## Written exercise
Resume the court opinion on the Globe Mining Company judgment, starting right after its last sentence.

## Source extract
177 N.E. 868 | Ind. | 1931
The Oak Ridge Coal Company brought a suit against the Globe Mining Company on October 31, 1917, in the Marion (County) Superior Court, Room 4, seeking to recover money alleged to be due on account and for services rendered. The cause was tried June 30-July 3, 1919, was taken under advisement until July 3, 1920, when, in the absence of any of the attorneys, officers or agents of the Globe company, judgment was rendered against it in the sum of $10,137.
The appellant, Globe Mining Company, brought this action in September, 1920 (by filing a motion), praying that such judgment be set aside for the purpose of permitting it to file a motion for a new trial, alleging that when the cause was taken under advisement an agreement was made in open court that when a decision was to be announced, its attorneys would be called into court; that its attorneys had made frequent inquiries as to when finding and judgment would be rendered; that the court did not notify them and that they did not learn of the decision or judgment until September 10, 1920, (too late to file a motion for a new trial, which under § 612 Burns 1926 must be filed within 30 days after the decision is rendered). The court, after a hearing, sustained a motion by appellee to strike out and dismiss *14
appellant's motion. From such action appellant appealed to the Appellate Court, which court reversed the action of the trial court. Globe Mining Company v. Oak Ridge Coal Company (1927),
An amended complaint which alleged substantially the same facts was filed; a general denial closed the issues; the venue was changed to Boone County; trial was had and a judgment was again rendered against the Globe Mining Company, from which the present appeal was taken. The error assigned is that the court erred in overruling appellant's motion for a new trial, wherein it alleges that the judgment is not sustained by sufficient evidence and is contrary to law.

## Data rows
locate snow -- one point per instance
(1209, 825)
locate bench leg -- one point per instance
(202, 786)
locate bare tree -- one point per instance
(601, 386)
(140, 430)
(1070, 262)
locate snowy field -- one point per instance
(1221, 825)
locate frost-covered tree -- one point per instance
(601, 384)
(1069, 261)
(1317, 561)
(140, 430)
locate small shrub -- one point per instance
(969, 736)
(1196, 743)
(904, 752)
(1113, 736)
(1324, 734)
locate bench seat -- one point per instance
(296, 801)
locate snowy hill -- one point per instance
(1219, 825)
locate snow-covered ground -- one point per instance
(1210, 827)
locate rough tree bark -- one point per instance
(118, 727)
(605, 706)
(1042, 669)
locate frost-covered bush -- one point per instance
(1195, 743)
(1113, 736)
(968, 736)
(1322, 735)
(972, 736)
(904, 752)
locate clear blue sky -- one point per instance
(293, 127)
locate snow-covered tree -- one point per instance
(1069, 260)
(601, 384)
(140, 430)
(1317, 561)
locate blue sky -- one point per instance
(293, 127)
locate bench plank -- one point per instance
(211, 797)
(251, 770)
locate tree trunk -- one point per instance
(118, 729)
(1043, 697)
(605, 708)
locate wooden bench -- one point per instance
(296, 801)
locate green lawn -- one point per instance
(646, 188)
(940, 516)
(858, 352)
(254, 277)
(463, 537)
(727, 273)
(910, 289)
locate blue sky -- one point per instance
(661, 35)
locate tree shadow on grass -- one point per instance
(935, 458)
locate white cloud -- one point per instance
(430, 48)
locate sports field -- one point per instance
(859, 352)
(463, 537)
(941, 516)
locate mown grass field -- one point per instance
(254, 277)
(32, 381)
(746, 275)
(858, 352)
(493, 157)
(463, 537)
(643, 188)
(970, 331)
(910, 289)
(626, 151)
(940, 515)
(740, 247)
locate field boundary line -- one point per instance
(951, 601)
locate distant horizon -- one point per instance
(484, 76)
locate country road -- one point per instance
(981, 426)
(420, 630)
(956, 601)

## Output for this task
The uncontradicted evidence in this proceeding shows that at the close of the original trial between the parties on July 3, 1919, the trial judge, Hon. Vincent G. Clifford, stated that because of his ill health he was anxious to go on his vacation and would not decide the case until after his vacation. It was agreed that argument would be heard orally or by briefs after the vacation and that when the court was ready to announce its decision the parties would be notified. The case was argued orally about eight months later (February 28, 1920) and was thereafter briefed by the attorneys. At the conclusion of the argument the court again stated that when he got ready to decide the case he would send for the attorneys. On several occasions thereafter the court, upon being asked by counsel when he would decide the case, said that he had not reached it yet but that when he got to it and was ready to decide it he would give them notice and call them in.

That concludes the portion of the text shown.